#### [Record list]
——
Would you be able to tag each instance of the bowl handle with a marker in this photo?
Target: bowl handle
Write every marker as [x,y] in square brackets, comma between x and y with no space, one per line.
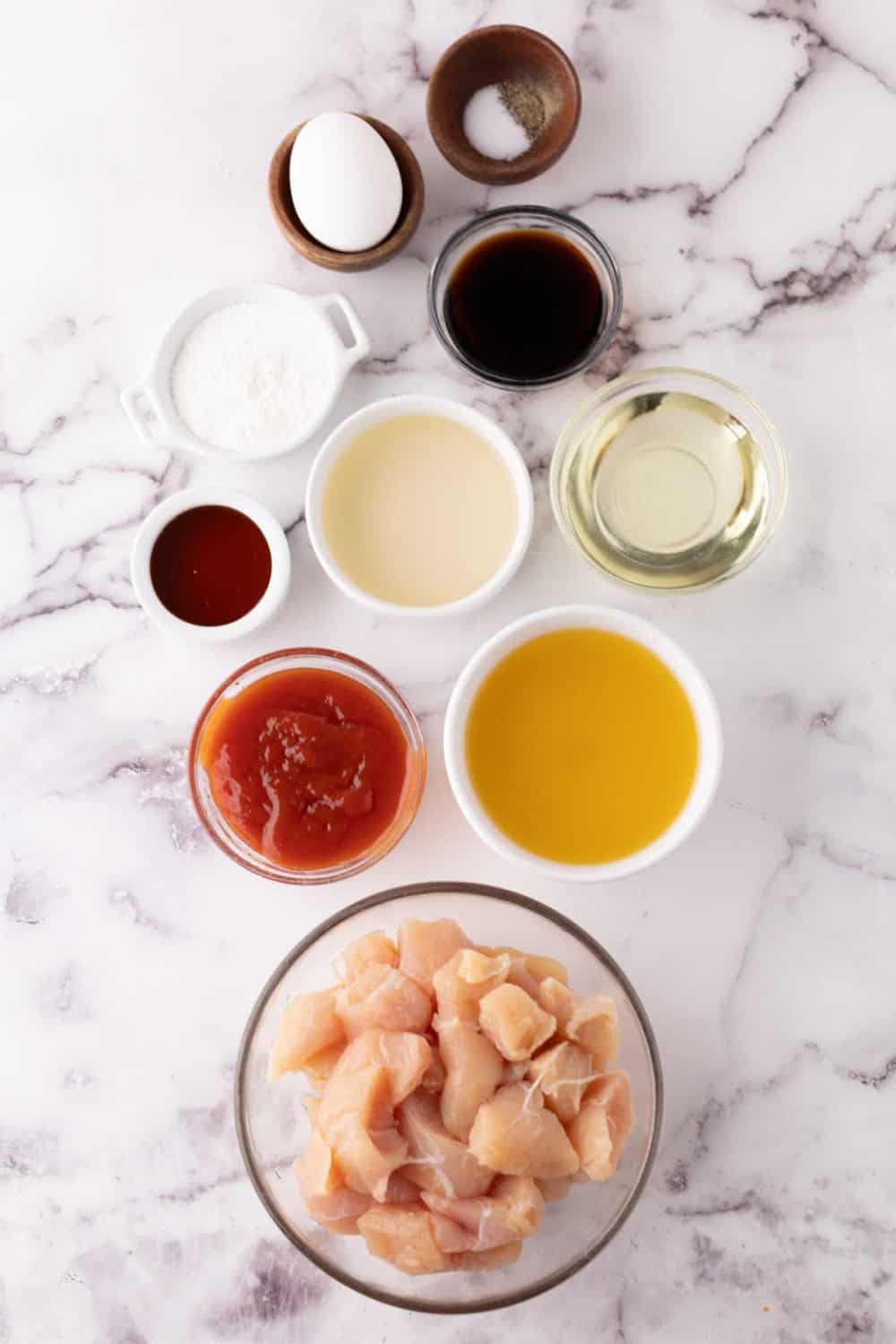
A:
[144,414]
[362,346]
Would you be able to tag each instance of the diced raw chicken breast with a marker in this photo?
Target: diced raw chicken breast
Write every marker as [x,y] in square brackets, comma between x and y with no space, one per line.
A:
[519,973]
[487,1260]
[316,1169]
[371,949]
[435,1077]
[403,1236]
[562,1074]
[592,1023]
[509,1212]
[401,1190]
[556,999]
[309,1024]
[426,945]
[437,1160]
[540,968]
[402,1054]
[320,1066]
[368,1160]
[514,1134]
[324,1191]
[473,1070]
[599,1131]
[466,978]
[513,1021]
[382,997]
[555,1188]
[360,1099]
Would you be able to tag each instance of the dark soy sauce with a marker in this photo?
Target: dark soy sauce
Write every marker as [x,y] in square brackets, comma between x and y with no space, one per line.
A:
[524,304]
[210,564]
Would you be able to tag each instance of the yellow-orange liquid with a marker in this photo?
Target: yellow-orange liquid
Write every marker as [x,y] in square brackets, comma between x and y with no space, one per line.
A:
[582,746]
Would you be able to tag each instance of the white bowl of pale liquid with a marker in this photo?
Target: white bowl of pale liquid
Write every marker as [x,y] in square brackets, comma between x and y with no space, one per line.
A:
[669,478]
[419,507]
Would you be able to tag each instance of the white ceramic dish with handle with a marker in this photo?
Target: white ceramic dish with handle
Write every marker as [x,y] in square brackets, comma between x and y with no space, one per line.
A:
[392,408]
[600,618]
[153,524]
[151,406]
——
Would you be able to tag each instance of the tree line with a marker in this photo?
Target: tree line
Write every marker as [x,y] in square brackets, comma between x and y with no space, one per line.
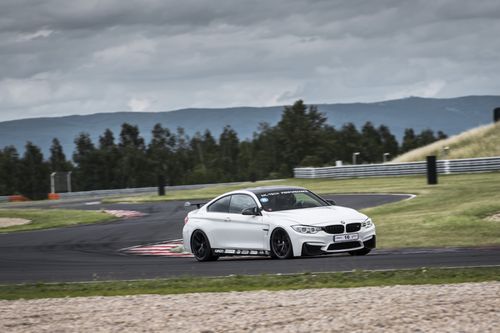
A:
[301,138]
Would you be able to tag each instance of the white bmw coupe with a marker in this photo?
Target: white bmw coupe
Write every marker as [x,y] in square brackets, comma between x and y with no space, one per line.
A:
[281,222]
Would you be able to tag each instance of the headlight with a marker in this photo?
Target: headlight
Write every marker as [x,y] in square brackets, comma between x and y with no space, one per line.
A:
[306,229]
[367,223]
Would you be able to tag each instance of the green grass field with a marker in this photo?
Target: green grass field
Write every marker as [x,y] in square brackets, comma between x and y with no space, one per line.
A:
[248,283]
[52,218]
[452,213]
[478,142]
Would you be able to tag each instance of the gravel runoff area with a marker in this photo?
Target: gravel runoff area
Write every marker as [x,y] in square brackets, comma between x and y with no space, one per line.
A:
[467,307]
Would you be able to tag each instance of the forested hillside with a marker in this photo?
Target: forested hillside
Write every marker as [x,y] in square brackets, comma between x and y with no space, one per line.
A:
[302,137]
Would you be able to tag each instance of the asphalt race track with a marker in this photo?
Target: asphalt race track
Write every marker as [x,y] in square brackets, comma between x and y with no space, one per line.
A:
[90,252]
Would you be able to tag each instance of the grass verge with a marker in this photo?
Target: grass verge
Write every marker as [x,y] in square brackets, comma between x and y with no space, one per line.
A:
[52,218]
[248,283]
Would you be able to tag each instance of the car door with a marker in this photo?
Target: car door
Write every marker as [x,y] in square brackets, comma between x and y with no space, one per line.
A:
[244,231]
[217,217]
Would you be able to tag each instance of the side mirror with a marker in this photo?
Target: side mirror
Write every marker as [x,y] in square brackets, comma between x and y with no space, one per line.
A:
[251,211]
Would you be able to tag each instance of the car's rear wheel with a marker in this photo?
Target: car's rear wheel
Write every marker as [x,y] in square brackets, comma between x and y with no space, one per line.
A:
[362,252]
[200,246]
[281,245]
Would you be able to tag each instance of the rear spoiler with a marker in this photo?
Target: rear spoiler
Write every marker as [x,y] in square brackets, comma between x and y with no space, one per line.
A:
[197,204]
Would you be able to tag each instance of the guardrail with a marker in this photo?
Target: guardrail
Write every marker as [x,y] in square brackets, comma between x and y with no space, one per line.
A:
——
#### [Exercise task]
Which lines of the data above contain the word "rear"? Return each of those lines in full.

#### [Exercise output]
Would you be able to tag each instance of the car's rear wheel with a marker in this photo?
Target: car's rear wheel
Would you be able to tag each instance of the rear spoiler with a marker in this photo?
Target: rear spoiler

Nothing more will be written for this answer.